TASK STATEMENT:
Your reply should be made up of every line in the records below that holds the string "chair".

Referring expression data:
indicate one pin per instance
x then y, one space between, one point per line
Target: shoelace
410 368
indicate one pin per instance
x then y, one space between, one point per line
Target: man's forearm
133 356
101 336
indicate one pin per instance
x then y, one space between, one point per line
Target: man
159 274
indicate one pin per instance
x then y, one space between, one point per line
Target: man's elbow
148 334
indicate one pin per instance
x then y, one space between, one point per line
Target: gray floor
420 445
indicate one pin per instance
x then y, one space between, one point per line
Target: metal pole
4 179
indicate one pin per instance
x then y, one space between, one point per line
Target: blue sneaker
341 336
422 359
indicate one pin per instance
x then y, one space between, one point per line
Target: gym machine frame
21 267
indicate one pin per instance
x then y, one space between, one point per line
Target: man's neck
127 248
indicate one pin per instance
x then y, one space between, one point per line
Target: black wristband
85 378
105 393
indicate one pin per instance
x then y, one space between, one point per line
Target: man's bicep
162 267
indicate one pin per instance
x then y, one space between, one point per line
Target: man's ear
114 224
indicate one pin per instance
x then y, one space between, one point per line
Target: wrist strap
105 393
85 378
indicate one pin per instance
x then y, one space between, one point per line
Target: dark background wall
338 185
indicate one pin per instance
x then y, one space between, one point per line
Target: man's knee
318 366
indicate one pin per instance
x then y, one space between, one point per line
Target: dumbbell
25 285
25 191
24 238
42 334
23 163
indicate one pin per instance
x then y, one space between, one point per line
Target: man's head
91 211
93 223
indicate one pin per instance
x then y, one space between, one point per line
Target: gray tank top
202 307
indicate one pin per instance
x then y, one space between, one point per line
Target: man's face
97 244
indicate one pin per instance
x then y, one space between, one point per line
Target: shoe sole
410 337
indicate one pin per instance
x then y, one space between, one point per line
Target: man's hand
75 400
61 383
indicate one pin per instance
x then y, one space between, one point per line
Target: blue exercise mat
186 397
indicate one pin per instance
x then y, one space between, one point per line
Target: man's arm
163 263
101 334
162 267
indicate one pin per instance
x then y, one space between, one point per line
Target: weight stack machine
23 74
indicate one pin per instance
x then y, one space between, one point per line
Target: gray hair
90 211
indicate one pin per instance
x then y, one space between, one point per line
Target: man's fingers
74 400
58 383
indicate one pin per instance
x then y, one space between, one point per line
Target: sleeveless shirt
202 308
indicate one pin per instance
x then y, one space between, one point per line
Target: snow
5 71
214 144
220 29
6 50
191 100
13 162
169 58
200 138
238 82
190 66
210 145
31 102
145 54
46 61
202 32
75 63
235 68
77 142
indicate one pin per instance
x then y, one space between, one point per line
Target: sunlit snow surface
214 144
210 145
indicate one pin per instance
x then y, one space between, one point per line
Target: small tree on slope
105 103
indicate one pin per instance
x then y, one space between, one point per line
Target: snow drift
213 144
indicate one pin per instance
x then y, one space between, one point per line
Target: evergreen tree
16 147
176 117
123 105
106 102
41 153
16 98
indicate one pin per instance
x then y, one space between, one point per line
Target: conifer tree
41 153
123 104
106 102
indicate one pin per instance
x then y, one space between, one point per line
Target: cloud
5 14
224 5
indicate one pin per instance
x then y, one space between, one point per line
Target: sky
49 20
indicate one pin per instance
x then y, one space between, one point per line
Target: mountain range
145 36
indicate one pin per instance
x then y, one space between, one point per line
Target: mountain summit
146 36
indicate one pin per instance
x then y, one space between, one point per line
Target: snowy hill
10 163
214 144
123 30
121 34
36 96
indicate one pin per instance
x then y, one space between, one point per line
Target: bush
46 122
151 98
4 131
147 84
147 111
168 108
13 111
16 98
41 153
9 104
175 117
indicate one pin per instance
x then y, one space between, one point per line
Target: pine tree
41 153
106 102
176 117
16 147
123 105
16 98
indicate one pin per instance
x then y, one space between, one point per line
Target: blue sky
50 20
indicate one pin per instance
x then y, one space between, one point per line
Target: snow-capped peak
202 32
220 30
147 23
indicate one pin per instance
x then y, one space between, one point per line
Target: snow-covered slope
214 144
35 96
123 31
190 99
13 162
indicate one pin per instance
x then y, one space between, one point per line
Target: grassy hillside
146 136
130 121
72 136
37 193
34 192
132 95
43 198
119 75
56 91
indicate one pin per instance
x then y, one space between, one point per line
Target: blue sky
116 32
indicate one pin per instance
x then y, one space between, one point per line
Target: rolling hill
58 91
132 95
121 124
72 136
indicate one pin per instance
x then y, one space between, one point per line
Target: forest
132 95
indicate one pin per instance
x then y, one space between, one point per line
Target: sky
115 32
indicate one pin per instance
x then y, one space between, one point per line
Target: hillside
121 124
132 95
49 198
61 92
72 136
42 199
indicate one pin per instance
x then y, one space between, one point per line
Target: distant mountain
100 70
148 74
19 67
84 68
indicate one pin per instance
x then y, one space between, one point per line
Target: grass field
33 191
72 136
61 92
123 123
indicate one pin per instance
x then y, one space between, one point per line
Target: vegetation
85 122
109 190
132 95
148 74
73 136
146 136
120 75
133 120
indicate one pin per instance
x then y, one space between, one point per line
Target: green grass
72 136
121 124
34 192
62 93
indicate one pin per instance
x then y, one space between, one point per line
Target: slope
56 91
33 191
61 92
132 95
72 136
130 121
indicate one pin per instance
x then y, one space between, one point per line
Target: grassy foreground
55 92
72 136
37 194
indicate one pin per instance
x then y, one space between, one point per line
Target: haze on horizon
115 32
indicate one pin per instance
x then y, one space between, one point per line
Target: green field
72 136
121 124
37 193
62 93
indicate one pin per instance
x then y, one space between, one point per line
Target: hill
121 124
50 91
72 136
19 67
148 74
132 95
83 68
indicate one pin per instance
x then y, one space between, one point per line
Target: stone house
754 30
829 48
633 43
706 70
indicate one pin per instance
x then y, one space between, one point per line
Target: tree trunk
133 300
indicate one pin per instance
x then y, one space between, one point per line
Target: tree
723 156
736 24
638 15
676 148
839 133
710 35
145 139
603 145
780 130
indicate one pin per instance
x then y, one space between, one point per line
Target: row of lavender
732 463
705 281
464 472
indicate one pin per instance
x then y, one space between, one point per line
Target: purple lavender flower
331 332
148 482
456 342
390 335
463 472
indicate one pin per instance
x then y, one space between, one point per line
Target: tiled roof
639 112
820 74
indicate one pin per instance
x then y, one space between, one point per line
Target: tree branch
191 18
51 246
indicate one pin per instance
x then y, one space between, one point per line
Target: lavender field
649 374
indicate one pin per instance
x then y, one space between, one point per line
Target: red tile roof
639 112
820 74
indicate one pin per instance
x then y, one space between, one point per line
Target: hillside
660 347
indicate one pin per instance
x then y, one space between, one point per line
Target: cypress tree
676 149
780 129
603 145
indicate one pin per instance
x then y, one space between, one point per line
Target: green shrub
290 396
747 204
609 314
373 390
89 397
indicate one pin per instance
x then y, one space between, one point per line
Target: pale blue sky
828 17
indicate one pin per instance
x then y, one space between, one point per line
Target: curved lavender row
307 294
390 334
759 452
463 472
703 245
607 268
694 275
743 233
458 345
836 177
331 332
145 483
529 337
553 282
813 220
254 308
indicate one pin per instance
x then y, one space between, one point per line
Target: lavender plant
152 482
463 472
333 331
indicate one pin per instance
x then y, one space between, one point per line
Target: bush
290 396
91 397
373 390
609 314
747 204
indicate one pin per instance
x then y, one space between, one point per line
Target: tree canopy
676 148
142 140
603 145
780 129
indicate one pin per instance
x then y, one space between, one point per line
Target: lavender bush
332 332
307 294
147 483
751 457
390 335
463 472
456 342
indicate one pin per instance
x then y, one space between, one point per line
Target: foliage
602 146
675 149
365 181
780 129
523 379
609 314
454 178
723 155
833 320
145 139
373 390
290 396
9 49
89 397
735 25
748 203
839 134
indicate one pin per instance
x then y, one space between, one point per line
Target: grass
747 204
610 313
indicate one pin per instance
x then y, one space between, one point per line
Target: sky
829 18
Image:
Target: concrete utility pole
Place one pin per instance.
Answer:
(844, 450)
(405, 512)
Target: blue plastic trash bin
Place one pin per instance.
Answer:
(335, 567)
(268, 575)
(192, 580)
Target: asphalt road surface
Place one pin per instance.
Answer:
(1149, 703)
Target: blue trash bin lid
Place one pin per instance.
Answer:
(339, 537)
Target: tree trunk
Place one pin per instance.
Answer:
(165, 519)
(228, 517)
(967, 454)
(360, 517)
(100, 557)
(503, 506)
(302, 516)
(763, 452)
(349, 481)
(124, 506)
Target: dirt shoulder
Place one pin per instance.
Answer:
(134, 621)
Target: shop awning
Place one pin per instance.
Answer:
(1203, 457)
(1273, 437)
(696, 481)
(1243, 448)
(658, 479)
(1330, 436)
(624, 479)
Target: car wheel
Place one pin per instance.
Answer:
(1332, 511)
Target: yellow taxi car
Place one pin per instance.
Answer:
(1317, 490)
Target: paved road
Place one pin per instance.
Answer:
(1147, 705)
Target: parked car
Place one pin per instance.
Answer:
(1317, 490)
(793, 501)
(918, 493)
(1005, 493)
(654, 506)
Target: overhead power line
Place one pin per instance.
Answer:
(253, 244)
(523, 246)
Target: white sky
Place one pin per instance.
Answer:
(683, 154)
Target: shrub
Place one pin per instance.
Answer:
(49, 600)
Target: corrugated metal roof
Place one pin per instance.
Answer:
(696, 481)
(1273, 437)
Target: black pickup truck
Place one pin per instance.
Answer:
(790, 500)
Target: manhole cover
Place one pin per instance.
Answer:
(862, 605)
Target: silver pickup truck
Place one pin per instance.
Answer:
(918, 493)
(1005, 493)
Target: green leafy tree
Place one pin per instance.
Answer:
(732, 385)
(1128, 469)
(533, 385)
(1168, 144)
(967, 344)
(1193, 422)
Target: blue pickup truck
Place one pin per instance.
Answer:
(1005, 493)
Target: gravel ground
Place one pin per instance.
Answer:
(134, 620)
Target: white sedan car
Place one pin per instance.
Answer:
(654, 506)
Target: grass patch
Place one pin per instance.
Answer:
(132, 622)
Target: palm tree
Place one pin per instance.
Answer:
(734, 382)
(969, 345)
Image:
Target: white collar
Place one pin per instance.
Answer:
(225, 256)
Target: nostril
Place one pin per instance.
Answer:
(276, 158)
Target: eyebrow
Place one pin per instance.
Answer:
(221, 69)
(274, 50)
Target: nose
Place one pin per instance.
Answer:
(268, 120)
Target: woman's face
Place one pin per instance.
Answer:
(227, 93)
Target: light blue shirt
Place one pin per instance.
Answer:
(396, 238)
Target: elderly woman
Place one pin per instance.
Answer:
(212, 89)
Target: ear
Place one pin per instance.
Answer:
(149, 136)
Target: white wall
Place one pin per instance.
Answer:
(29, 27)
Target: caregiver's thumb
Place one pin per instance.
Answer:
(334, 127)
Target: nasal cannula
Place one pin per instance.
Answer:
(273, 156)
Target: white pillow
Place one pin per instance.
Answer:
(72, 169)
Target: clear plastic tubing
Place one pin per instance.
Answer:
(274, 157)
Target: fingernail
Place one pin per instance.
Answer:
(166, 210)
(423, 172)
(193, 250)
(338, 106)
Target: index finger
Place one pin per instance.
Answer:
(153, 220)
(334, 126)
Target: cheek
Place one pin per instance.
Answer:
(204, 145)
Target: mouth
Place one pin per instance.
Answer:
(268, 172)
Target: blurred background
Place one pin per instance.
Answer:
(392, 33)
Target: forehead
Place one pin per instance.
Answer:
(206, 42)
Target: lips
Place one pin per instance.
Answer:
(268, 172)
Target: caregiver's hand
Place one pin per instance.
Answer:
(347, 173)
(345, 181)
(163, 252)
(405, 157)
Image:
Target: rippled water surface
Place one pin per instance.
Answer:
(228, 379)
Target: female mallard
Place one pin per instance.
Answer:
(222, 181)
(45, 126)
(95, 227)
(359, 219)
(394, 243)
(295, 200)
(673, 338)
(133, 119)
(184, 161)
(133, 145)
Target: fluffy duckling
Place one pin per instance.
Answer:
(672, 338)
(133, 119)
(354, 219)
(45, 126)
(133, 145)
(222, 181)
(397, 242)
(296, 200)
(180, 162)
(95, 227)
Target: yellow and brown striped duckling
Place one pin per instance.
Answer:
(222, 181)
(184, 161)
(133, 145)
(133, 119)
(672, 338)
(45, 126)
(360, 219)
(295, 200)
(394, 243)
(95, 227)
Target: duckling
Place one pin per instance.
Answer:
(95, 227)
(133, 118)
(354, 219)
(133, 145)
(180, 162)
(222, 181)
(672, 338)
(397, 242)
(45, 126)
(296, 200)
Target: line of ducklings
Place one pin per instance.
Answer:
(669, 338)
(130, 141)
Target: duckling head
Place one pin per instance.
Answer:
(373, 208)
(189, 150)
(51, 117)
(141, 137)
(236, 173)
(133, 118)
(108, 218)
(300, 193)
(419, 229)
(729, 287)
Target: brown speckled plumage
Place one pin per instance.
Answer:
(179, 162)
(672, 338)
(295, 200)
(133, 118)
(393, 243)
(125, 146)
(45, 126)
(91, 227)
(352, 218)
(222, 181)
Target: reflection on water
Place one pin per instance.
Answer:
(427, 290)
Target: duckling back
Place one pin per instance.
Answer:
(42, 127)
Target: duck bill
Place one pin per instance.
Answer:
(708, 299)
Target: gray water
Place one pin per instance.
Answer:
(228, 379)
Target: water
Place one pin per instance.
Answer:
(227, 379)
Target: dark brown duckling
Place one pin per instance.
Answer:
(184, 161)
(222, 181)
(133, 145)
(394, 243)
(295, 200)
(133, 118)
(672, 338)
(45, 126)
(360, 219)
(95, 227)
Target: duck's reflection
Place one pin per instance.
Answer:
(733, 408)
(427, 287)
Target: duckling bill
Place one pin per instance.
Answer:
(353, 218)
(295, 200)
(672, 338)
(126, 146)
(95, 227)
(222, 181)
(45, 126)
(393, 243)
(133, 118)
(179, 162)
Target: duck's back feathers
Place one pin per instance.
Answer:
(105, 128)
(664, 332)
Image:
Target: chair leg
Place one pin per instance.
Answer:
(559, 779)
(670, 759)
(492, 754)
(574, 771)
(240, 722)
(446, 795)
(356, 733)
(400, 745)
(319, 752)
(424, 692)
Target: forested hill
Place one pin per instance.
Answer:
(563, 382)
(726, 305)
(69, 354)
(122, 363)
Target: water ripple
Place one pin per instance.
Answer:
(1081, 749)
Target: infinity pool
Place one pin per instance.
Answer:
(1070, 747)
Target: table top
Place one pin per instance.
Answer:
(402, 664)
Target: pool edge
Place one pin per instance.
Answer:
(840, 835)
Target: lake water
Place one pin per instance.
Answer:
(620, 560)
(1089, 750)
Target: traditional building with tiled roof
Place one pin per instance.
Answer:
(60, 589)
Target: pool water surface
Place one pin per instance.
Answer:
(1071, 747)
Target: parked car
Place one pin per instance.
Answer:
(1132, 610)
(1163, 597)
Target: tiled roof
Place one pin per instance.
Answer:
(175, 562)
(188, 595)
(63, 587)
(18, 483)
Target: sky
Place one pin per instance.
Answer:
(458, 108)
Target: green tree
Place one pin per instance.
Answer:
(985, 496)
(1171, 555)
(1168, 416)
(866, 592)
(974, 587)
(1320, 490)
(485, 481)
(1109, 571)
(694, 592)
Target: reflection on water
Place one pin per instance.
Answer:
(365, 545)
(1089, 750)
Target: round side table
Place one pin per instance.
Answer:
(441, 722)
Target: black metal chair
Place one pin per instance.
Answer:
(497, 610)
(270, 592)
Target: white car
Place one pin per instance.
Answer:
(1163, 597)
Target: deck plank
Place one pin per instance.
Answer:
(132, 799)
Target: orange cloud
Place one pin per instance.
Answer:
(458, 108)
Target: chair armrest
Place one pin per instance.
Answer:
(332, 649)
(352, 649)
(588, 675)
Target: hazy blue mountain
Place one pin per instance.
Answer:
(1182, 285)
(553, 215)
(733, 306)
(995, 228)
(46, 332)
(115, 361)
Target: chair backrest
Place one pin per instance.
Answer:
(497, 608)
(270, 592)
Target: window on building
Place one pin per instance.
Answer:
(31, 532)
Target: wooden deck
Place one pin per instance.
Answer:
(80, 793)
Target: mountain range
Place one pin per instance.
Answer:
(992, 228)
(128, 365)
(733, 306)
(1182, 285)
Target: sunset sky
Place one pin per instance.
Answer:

SOLUTION FOR THIS EXERCISE:
Target: chair leg
Target: black metal chair
Target: chair armrest
Target: chair backrest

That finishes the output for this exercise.